### Te lezen tekst:
%%

ECLI:NL:CRVB:2015:776

Centrale Raad van Beroep

Datum uitspraak
6 maart 2015
Publicatiedatum
13 maart 2015
Zaaknummer
12-5633 AOW
Instantie
Centrale Raad van Beroep
Type
Uitspraak
Rechtsgebied
Bestuursrecht; Socialezekerheidsrecht
Procedures
  • Hoger beroep
Vindplaatsen
  • Rechtspraak.nl
AI samenvatting door LexboostAutomatisch gegenereerd

Hoger beroep inzake AOW-pensioen en terugwerkende kracht

In deze zaak gaat het om een hoger beroep van appellante tegen een uitspraak van de rechtbank Amsterdam met betrekking tot haar AOW-pensioen. Appellante, geboren in 1935 en woonachtig in Turkije, heeft verzocht om herziening van haar AOW-pensioen, dat eerder was gekort. De Sociale Verzekeringsbank (Svb) had in 2001 een pensioen voor een gehuwde toegekend, maar dit werd later gewijzigd naar een pensioen voor een alleenstaande met een korting van 42%. Na een verzoek om herziening in 2011, werd de korting verlaagd naar 26% en werd appellante alsnog verzekerd geacht voor een periode waarin zij in Nederland had gewoond.

De rechtbank verklaarde het beroep van appellante ongegrond, waarbij werd opgemerkt dat de terugwerkende kracht van het besluit ten onrechte was beperkt tot één jaar. In hoger beroep herhaalde appellante haar gronden en voerde aan dat er sprake was van bijzondere omstandigheden die een langere terugwerkende kracht rechtvaardigden. De Svb had echter in een nieuw besluit de eerdere beslissing herzien, maar de Raad oordeelde dat er geen grond was voor een verdergaande terugwerkende kracht dan eerder was toegekend.

%%

### Aangeleverde records:

%%

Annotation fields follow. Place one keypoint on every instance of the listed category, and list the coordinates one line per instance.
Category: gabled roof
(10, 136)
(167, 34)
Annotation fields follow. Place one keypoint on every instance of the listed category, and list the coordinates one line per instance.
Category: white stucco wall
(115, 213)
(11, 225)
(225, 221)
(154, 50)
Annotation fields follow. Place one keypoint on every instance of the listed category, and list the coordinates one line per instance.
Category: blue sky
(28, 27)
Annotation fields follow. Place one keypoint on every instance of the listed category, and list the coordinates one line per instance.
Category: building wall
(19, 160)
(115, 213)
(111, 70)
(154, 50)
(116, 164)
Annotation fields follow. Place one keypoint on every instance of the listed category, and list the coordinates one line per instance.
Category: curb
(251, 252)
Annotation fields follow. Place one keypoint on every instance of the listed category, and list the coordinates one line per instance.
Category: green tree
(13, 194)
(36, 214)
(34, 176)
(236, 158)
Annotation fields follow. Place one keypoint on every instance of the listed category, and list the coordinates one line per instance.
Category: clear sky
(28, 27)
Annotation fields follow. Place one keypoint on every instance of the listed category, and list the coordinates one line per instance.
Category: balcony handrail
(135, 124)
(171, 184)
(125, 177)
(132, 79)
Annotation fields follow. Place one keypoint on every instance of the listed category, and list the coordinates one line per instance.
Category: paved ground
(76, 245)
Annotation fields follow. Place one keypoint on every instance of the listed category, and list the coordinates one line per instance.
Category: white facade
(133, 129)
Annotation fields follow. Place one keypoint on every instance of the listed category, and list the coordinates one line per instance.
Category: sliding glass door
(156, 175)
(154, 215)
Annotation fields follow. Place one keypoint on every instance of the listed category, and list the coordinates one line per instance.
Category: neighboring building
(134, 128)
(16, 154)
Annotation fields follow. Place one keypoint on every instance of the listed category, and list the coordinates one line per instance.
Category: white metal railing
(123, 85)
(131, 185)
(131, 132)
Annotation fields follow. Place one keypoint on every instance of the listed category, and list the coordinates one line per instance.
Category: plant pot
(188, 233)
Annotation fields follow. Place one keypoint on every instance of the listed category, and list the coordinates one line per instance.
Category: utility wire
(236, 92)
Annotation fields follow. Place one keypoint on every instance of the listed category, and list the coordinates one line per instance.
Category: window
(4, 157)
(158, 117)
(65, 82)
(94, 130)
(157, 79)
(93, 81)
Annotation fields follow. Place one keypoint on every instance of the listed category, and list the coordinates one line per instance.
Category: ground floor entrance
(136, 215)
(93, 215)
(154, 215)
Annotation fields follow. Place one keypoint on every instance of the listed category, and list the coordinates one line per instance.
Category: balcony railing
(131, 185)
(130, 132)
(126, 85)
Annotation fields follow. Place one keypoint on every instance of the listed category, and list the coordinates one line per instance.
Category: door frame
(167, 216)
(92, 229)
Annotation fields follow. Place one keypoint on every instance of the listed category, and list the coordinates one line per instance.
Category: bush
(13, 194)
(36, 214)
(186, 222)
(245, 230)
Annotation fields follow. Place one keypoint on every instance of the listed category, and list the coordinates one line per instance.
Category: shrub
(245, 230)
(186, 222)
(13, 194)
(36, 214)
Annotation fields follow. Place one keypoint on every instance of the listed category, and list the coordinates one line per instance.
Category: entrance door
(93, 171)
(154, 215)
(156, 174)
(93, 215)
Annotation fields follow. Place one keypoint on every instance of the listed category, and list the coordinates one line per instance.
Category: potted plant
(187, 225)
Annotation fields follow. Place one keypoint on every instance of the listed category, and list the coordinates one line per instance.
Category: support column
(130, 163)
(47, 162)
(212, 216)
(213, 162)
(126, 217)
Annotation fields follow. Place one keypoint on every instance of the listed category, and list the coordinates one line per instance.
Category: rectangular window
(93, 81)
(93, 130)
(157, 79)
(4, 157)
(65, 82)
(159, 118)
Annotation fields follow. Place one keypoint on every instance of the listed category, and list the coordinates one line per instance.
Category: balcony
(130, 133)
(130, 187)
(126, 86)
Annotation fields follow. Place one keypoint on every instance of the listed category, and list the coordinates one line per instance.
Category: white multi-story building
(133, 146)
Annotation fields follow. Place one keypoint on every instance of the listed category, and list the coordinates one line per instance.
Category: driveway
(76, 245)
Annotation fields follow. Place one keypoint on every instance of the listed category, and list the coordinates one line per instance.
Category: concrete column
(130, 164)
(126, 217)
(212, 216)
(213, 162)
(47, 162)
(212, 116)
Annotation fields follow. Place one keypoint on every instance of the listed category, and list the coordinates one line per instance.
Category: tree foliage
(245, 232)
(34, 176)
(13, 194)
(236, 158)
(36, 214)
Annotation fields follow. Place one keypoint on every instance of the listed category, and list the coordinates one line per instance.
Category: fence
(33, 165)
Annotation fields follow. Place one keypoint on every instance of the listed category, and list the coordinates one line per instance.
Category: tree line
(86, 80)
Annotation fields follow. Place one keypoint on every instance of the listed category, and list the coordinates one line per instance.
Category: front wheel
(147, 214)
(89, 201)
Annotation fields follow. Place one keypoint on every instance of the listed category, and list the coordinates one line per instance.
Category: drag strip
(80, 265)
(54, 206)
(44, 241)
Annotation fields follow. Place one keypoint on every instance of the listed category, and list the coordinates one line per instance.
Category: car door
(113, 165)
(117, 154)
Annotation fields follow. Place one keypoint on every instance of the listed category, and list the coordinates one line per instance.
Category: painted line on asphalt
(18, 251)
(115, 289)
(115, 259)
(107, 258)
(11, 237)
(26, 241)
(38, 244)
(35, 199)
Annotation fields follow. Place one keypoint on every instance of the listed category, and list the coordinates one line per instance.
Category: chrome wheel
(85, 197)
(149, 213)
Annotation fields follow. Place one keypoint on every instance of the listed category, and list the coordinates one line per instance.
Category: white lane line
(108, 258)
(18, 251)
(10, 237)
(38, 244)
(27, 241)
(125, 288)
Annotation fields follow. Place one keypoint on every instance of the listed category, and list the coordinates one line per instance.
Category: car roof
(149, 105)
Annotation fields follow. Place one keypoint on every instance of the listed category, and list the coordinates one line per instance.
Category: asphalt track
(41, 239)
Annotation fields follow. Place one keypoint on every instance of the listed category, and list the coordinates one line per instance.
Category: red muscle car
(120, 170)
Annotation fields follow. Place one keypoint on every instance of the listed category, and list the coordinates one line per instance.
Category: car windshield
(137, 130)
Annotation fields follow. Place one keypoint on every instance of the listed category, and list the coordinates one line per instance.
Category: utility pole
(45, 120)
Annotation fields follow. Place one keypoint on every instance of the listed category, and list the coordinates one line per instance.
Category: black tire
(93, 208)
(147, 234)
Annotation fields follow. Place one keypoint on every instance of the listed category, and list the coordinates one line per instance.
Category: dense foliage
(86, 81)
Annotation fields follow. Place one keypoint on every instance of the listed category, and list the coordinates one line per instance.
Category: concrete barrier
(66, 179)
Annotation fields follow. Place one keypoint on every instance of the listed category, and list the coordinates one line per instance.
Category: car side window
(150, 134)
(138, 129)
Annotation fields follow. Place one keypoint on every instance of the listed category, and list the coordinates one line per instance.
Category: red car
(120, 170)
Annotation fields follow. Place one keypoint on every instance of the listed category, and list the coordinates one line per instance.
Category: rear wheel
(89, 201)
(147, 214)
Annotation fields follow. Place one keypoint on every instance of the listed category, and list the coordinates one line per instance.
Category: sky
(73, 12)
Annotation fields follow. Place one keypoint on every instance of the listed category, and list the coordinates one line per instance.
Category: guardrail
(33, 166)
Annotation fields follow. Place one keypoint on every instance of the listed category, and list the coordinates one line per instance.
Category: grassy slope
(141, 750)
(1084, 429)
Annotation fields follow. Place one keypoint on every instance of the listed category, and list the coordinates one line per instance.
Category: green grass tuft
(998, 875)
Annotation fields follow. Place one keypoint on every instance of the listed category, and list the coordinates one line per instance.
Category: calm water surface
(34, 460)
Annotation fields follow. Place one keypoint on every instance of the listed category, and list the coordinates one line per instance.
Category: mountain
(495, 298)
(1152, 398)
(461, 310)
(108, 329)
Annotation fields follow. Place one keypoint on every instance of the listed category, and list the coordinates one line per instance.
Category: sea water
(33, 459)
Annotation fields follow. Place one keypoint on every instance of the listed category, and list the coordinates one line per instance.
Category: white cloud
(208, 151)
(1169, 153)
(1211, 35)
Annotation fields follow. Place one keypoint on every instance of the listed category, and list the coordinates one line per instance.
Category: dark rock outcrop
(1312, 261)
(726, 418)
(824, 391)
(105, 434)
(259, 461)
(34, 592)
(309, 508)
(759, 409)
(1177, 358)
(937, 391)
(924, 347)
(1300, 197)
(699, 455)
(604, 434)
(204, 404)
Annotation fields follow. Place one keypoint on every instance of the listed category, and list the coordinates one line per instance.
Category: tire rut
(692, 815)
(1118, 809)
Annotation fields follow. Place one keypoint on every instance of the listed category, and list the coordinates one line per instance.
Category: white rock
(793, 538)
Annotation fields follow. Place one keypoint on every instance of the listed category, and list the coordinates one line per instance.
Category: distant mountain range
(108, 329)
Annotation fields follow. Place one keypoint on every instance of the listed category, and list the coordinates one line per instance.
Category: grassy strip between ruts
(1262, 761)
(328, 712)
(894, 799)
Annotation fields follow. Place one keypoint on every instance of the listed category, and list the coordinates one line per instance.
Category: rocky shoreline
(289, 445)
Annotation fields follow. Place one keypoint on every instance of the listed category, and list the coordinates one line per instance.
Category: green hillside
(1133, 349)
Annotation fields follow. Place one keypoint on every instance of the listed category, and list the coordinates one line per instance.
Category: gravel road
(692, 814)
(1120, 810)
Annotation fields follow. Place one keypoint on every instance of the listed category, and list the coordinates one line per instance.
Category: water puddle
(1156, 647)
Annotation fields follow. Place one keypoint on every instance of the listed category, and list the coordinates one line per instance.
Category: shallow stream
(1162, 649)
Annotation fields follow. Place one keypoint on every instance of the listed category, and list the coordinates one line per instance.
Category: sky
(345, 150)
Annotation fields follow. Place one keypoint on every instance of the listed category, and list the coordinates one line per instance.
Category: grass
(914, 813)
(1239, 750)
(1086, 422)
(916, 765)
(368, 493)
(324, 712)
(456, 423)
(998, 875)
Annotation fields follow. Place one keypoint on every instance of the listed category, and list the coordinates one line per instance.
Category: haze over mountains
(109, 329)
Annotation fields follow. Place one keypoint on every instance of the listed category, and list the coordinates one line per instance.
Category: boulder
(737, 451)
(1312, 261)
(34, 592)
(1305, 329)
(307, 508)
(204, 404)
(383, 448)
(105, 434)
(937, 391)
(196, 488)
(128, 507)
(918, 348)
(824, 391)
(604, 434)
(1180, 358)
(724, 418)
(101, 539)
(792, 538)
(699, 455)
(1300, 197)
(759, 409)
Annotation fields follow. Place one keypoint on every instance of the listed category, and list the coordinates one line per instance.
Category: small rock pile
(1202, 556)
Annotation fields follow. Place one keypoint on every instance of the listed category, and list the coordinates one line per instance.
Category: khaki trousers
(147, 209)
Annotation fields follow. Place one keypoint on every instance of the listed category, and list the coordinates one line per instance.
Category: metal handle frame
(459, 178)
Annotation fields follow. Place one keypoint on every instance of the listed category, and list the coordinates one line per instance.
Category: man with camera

%%

### Opdracht:
Neem uit de tekst over het AOW-pensioen letterlijk het deel over dat opent met de woorden waarin "De rechtbank verklaarde" staat en sluit met "eerder was toegekend.".

### Resultaat:
De rechtbank verklaarde het beroep van appellante ongegrond, waarbij werd opgemerkt dat de terugwerkende kracht van het besluit ten onrechte was beperkt tot één jaar. In hoger beroep herhaalde appellante haar gronden en voerde aan dat er sprake was van bijzondere omstandigheden die een langere terugwerkende kracht rechtvaardigden. De Svb had echter in een nieuw besluit de eerdere beslissing herzien, maar de Raad oordeelde dat er geen grond was voor een verdergaande terugwerkende kracht dan eerder was toegekend.